--- Start GIVEN RECORDS ---

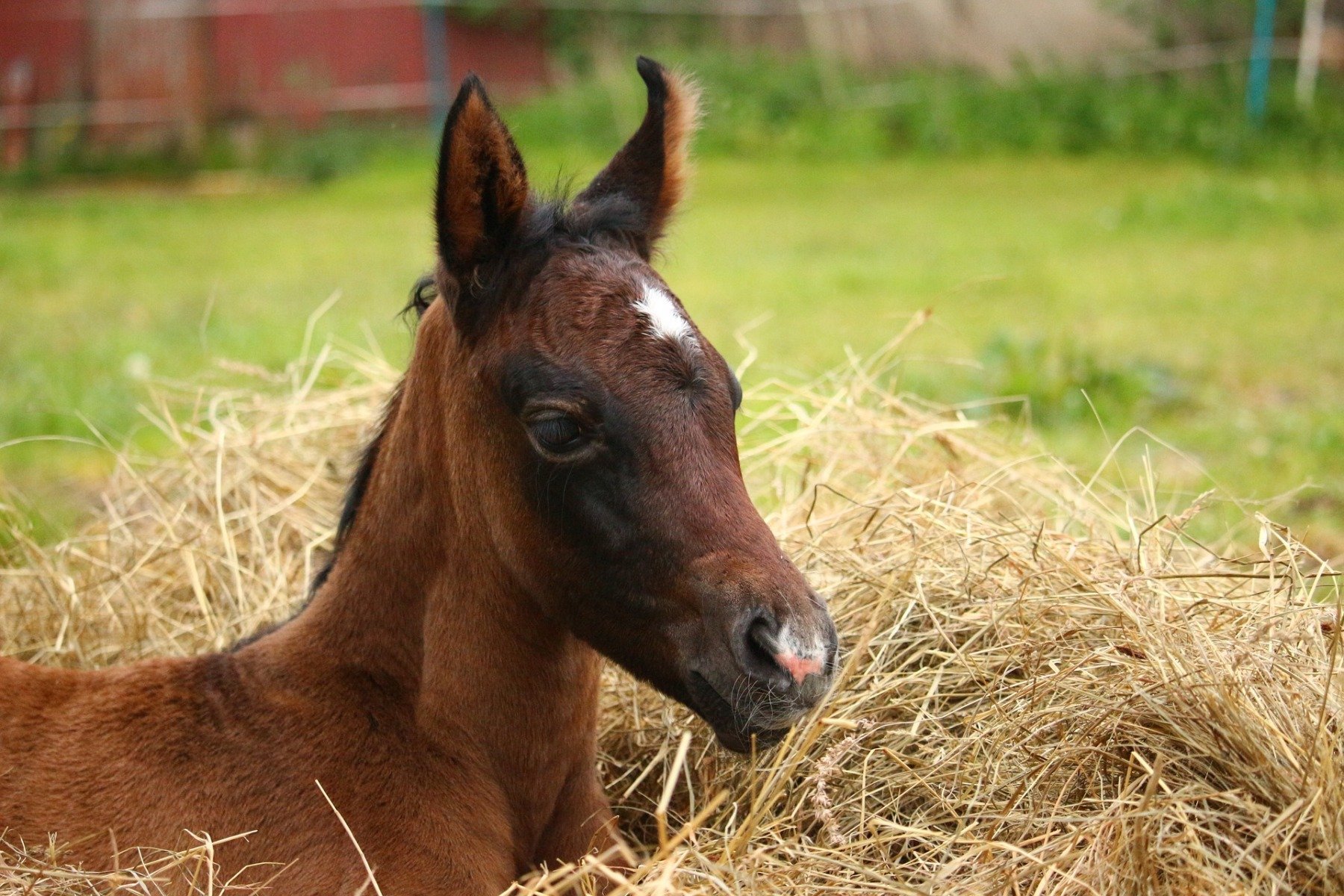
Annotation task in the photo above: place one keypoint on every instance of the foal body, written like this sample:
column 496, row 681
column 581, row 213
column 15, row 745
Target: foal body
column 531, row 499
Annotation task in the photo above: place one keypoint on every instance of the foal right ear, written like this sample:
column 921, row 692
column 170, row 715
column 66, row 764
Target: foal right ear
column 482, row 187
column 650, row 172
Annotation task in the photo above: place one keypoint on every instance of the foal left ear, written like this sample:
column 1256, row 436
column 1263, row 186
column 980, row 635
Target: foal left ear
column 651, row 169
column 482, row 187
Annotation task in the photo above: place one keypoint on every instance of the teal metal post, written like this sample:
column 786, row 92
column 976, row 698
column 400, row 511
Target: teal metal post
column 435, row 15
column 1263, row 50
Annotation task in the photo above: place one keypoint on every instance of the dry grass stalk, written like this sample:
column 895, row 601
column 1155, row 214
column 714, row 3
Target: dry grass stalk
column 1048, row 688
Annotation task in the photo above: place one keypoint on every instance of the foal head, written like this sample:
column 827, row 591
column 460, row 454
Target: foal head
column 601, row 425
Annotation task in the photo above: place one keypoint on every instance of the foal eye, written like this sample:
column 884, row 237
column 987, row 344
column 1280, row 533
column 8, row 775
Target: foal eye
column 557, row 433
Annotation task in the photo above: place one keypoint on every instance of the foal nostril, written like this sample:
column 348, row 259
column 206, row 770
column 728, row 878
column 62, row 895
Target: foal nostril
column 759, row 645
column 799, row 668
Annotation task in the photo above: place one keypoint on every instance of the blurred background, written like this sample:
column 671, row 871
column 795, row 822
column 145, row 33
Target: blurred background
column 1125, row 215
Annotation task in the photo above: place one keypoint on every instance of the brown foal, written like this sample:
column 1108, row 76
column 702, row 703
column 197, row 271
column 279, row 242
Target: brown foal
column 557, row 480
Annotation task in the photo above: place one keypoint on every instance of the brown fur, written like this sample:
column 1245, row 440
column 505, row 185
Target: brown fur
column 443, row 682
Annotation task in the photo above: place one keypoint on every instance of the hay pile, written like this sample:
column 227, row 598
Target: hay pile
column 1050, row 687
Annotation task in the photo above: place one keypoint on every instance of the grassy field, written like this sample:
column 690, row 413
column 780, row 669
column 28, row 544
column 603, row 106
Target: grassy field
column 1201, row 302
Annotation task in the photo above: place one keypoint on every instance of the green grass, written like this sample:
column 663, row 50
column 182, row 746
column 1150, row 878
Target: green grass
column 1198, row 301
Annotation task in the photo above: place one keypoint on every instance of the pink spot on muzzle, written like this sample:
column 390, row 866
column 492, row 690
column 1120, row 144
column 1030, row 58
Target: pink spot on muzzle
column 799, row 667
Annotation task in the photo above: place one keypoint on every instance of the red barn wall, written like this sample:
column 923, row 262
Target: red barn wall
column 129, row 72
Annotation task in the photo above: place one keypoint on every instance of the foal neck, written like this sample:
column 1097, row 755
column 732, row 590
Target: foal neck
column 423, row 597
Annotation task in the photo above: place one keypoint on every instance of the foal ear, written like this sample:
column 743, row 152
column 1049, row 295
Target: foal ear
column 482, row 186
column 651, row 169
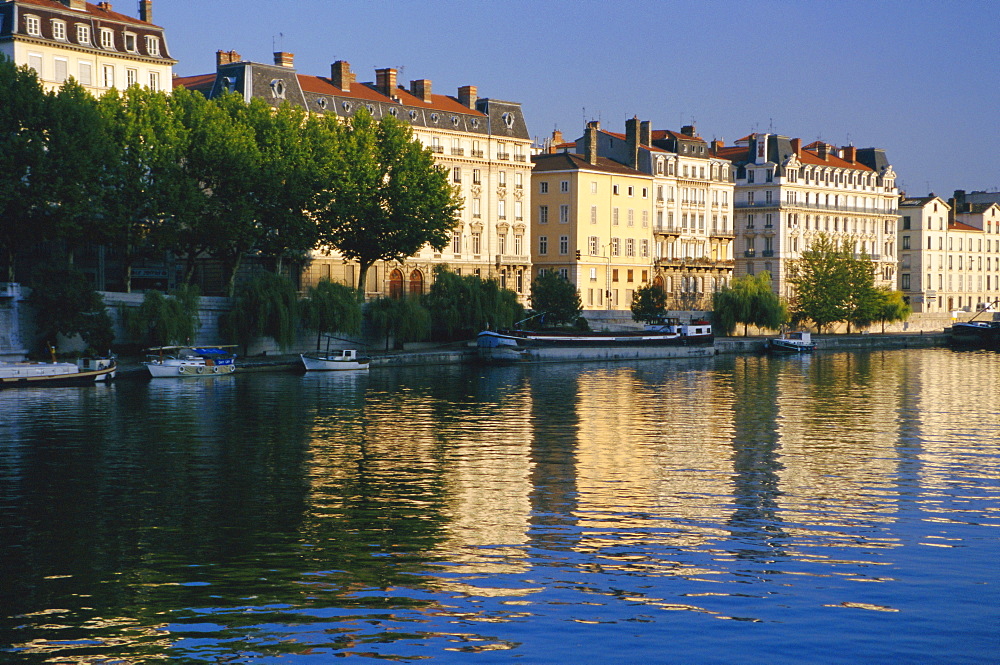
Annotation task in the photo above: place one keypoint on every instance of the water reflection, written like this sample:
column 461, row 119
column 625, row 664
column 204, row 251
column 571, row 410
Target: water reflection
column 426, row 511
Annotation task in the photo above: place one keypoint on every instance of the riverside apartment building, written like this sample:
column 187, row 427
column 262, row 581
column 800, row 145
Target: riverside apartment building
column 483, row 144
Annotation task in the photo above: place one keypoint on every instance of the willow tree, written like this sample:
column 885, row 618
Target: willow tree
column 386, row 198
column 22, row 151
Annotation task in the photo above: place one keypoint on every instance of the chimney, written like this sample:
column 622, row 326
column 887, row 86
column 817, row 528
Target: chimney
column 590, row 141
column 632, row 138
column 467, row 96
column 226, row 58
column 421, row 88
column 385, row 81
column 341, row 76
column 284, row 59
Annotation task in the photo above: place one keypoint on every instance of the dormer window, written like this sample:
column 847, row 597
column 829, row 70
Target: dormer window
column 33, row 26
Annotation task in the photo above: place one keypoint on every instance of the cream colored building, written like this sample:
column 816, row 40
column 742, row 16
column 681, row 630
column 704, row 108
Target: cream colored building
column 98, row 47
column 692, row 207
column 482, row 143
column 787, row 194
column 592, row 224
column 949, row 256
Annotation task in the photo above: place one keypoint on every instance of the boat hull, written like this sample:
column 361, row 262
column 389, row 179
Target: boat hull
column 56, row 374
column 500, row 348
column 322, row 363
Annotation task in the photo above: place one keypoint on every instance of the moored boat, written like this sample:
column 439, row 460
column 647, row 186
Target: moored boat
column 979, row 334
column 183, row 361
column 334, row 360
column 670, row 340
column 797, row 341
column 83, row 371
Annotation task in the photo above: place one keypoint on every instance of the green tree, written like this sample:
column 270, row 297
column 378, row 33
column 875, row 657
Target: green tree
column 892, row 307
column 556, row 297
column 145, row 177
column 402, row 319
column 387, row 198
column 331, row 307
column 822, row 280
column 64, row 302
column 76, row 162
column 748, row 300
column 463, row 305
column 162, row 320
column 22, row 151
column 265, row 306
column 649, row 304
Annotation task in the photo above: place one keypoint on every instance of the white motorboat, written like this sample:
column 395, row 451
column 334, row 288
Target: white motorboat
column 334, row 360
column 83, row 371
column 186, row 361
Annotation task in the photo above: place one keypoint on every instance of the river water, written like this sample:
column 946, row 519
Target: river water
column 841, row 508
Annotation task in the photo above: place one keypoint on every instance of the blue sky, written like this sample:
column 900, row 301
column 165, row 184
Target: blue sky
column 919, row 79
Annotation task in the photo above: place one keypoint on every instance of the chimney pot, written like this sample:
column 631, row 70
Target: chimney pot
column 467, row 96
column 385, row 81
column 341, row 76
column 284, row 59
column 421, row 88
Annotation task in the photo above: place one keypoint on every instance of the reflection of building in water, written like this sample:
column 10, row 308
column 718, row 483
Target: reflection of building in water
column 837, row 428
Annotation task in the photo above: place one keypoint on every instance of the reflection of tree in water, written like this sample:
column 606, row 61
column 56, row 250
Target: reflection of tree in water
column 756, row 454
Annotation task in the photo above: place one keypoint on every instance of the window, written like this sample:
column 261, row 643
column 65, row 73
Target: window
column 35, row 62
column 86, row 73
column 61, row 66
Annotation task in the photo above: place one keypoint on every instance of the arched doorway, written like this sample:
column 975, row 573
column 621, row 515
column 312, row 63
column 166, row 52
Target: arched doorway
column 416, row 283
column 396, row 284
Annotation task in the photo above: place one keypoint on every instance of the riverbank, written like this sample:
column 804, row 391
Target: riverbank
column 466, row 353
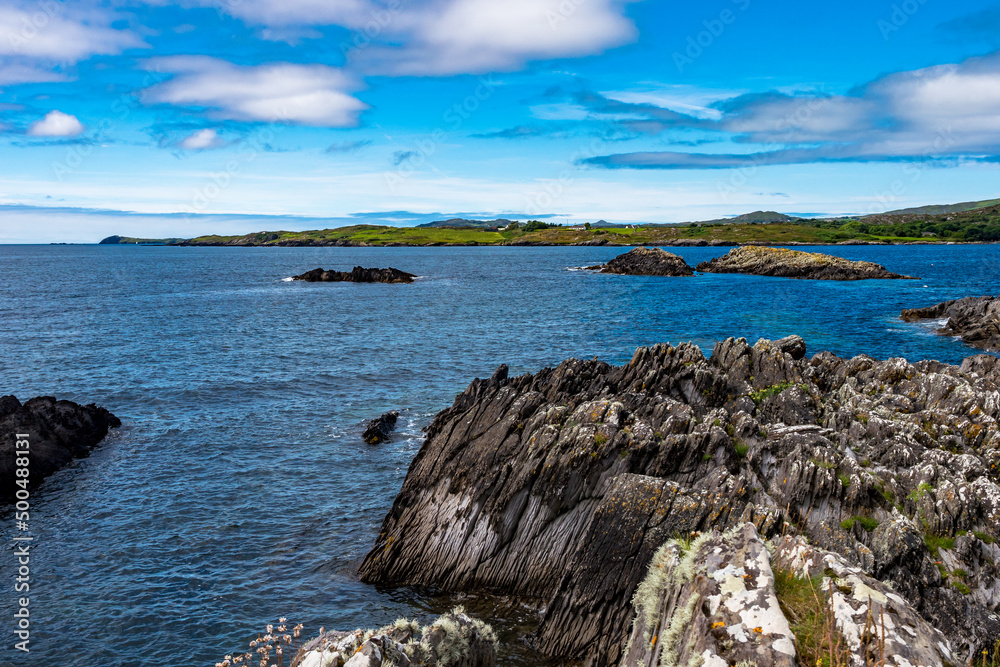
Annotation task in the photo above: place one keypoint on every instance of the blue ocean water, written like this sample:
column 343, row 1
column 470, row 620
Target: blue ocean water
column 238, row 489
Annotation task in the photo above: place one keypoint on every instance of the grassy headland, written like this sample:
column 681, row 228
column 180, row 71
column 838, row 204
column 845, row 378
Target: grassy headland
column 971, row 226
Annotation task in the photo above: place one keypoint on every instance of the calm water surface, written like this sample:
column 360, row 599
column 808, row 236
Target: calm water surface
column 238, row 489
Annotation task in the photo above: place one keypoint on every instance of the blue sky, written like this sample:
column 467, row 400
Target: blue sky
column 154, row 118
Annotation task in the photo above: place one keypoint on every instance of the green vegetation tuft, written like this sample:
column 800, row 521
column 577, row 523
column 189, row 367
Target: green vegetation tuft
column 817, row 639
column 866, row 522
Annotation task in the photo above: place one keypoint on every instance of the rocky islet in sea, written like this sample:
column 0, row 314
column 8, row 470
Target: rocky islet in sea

--- End GIVEN RECORDS ---

= EXERCISE DIRECTIONS =
Express every line of the listing above as a JSON list of strings, one string per line, with blank lines and the pictures left out.

= CORRECT OUTPUT =
[
  "Annotation task in the photo above: place one keypoint on every instance of the foal body, written like this sample:",
  "column 496, row 681",
  "column 581, row 213",
  "column 15, row 745",
  "Target: foal body",
  "column 531, row 499",
  "Annotation task in the photo above: place one keypoint on every instance of the foal right ear, written like this sample:",
  "column 921, row 692",
  "column 170, row 715",
  "column 66, row 764",
  "Target: foal right ear",
  "column 482, row 187",
  "column 650, row 172",
  "Annotation task in the photo above: place one keypoint on every instance of the foal left ear, written like this sample:",
  "column 1256, row 436",
  "column 1263, row 186",
  "column 980, row 635",
  "Target: foal left ear",
  "column 651, row 169",
  "column 482, row 187",
  "Annotation task in the photo above: place one keypoint on every instance of the teal metal post, written like this sample:",
  "column 786, row 92",
  "column 976, row 698",
  "column 400, row 511",
  "Target: teal metal post",
  "column 435, row 15",
  "column 1263, row 50",
  "Annotation task in the photo above: place one keypoint on every instance of the dry grass stalk, written like this sample:",
  "column 895, row 601",
  "column 1155, row 214",
  "column 714, row 3",
  "Target: dry grass stalk",
  "column 1048, row 688",
  "Annotation task in the photo above: place one keypoint on every instance of the foal head, written like this sample:",
  "column 827, row 591",
  "column 460, row 454",
  "Target: foal head",
  "column 601, row 425",
  "Annotation task in the photo above: place one keypoint on every instance of the foal eye, written like this sample:",
  "column 884, row 237",
  "column 987, row 344",
  "column 1280, row 533",
  "column 8, row 775",
  "Target: foal eye",
  "column 557, row 433",
  "Annotation task in the photo above: place one keypoint on every instance of the foal nostril, written like this sample:",
  "column 348, row 259",
  "column 206, row 770",
  "column 728, row 878",
  "column 62, row 895",
  "Target: foal nostril",
  "column 759, row 645",
  "column 799, row 668",
  "Annotation task in the photo above: place one keypoint on every instance of the blurred background, written like this sample:",
  "column 671, row 871",
  "column 795, row 822",
  "column 145, row 33",
  "Target: blurred background",
  "column 1125, row 215",
  "Annotation task in the photo above: place one keypoint on every instance of the brown foal, written like this sample:",
  "column 1108, row 76",
  "column 702, row 703",
  "column 197, row 271",
  "column 279, row 242",
  "Target: brown foal",
  "column 557, row 480",
  "Annotation task in the photo above: place one keypoint on every instance of the brown fur, written like this sample:",
  "column 1245, row 440",
  "column 505, row 185",
  "Target: brown fur",
  "column 443, row 682",
  "Annotation task in the photo above: place one keypoint on every instance of the hay pile, written like this sample:",
  "column 227, row 598",
  "Target: hay pile",
  "column 1050, row 687",
  "Annotation task in the photo above: place one keypoint on every instance of the grassy field, written like this sample:",
  "column 690, row 413",
  "column 780, row 669",
  "column 28, row 544",
  "column 603, row 106",
  "Target: grassy field",
  "column 1201, row 302",
  "Annotation task in the photo above: place one keypoint on every instance of the green grass, written like this sample:",
  "column 663, row 50",
  "column 182, row 746",
  "column 1150, row 878",
  "Target: green grass",
  "column 1198, row 301",
  "Annotation task in the photo above: place one keypoint on every instance of the pink spot on muzzle, written like this sample:",
  "column 390, row 866",
  "column 492, row 690",
  "column 1120, row 144",
  "column 1030, row 58",
  "Target: pink spot on muzzle",
  "column 799, row 667",
  "Annotation task in the photo above: place one keypoint on every instance of the red barn wall, written like this sample:",
  "column 923, row 262",
  "Target: red barn wall",
  "column 129, row 72",
  "Annotation task in the photo above: place one keypoint on every instance of the foal neck, written like this sample:",
  "column 1097, row 755",
  "column 732, row 590",
  "Target: foal neck",
  "column 423, row 597",
  "Annotation task in the photo above: place one keypoint on every instance of the foal ear, written like this sample:",
  "column 743, row 152",
  "column 1049, row 295",
  "Target: foal ear",
  "column 482, row 186",
  "column 651, row 169",
  "Annotation task in the photo above: place one keypoint on every instance of the water reflection, written like this sample:",
  "column 461, row 119",
  "column 625, row 664",
  "column 204, row 251",
  "column 571, row 410",
  "Target: water reflection",
  "column 426, row 511",
  "Annotation task in the photo above: place one keypoint on every instance of the riverside apartment building, written like this sample:",
  "column 187, row 427",
  "column 262, row 581",
  "column 800, row 145",
  "Target: riverside apartment building",
  "column 483, row 144",
  "Annotation task in the photo above: place one keypoint on every instance of the willow tree, written like this sample:",
  "column 885, row 618",
  "Target: willow tree",
  "column 386, row 198",
  "column 22, row 151",
  "Annotation task in the photo above: place one keypoint on every instance of the chimney, written like this sample:",
  "column 622, row 326",
  "column 887, row 86",
  "column 817, row 528",
  "Target: chimney",
  "column 590, row 141",
  "column 632, row 138",
  "column 467, row 96",
  "column 226, row 58",
  "column 421, row 88",
  "column 385, row 81",
  "column 341, row 76",
  "column 284, row 59",
  "Annotation task in the photo above: place one keypoint on every instance of the dormer window, written like this sample:",
  "column 847, row 597",
  "column 829, row 70",
  "Target: dormer window",
  "column 33, row 26",
  "Annotation task in the photo above: place one keypoint on every instance of the cream colored building, written like this sample:",
  "column 816, row 40",
  "column 742, row 16",
  "column 681, row 630",
  "column 704, row 108",
  "Target: cream colored building",
  "column 98, row 47",
  "column 692, row 207",
  "column 482, row 143",
  "column 787, row 194",
  "column 592, row 224",
  "column 949, row 256",
  "Annotation task in the photo above: place one keypoint on every instance of the boat hull, written like this sample:",
  "column 361, row 262",
  "column 389, row 179",
  "Target: boat hull",
  "column 56, row 374",
  "column 500, row 348",
  "column 322, row 363",
  "Annotation task in the photo above: place one keypoint on every instance of the moored boat, written like this sample:",
  "column 439, row 460",
  "column 647, row 186",
  "Target: moored boat",
  "column 979, row 334",
  "column 183, row 361",
  "column 334, row 360",
  "column 670, row 340",
  "column 797, row 341",
  "column 83, row 371",
  "Annotation task in the photo above: place one keypoint on every instance of the green tree, written like this sample:",
  "column 270, row 297",
  "column 378, row 33",
  "column 875, row 657",
  "Target: green tree",
  "column 892, row 307",
  "column 556, row 297",
  "column 145, row 177",
  "column 402, row 319",
  "column 387, row 198",
  "column 331, row 307",
  "column 822, row 280",
  "column 64, row 302",
  "column 76, row 162",
  "column 748, row 300",
  "column 463, row 305",
  "column 162, row 320",
  "column 22, row 151",
  "column 265, row 306",
  "column 649, row 304",
  "Annotation task in the photo above: place one keypoint on every instance of the white motorboat, written like this sample:",
  "column 395, row 451",
  "column 334, row 288",
  "Target: white motorboat",
  "column 334, row 360",
  "column 83, row 371",
  "column 186, row 361",
  "Annotation task in the photo above: place one keypoint on every instance of the river water, written like this sample:",
  "column 946, row 519",
  "Target: river water",
  "column 841, row 508",
  "Annotation task in the photo above: place one keypoint on every instance of the blue sky, written like this sample:",
  "column 900, row 301",
  "column 165, row 184",
  "Target: blue sky",
  "column 919, row 79",
  "Annotation task in the photo above: place one keypoint on every instance of the chimney pot, written like this sample:",
  "column 631, row 70",
  "Target: chimney pot",
  "column 467, row 96",
  "column 385, row 81",
  "column 341, row 76",
  "column 284, row 59",
  "column 421, row 88",
  "Annotation task in the photo above: place one keypoint on every instance of the reflection of building in water, written like this sample:",
  "column 10, row 308",
  "column 718, row 483",
  "Target: reflection of building in water",
  "column 837, row 428",
  "Annotation task in the photo above: place one keypoint on every instance of the reflection of tree in water, written like this sample:",
  "column 606, row 61",
  "column 56, row 250",
  "Target: reflection of tree in water",
  "column 756, row 454",
  "Annotation task in the photo above: place one keypoint on every instance of the window, written like this sample:",
  "column 261, row 643",
  "column 65, row 73",
  "Target: window",
  "column 35, row 62",
  "column 86, row 73",
  "column 61, row 66",
  "Annotation task in the photo above: place one keypoint on every instance of the arched doorway, written like this sample:",
  "column 975, row 573",
  "column 621, row 515",
  "column 312, row 63",
  "column 166, row 52",
  "Target: arched doorway",
  "column 416, row 283",
  "column 396, row 284",
  "Annotation task in the photo above: place one keypoint on every instance of the riverbank, written like this sample:",
  "column 804, row 391",
  "Target: riverbank",
  "column 466, row 353",
  "Annotation task in the photo above: place one keypoint on every instance of the blue ocean water, written like this sample:",
  "column 343, row 1",
  "column 470, row 620",
  "Target: blue ocean water",
  "column 238, row 489",
  "Annotation task in the photo above: place one keypoint on every instance of the grassy headland, written like this sample:",
  "column 681, row 228",
  "column 180, row 71",
  "column 838, row 204",
  "column 845, row 378",
  "Target: grassy headland",
  "column 971, row 226",
  "Annotation task in the photo above: place one keypoint on every instance of the calm water surface, written like this sample:",
  "column 360, row 599",
  "column 808, row 236",
  "Target: calm water surface",
  "column 238, row 489",
  "Annotation task in the photo above: place one keypoint on every instance of the blue sky, written like this sample:",
  "column 467, row 400",
  "Target: blue sky",
  "column 154, row 118",
  "Annotation task in the photo above: place one keypoint on every instance of the green vegetation tuft, written like this sample:",
  "column 800, row 521",
  "column 577, row 523",
  "column 189, row 367",
  "Target: green vegetation tuft",
  "column 817, row 639",
  "column 866, row 522",
  "Annotation task in the photo above: place one keypoint on every instance of the rocky islet in sea, written like this sample:",
  "column 0, row 314",
  "column 8, row 470",
  "Target: rocky islet in sea"
]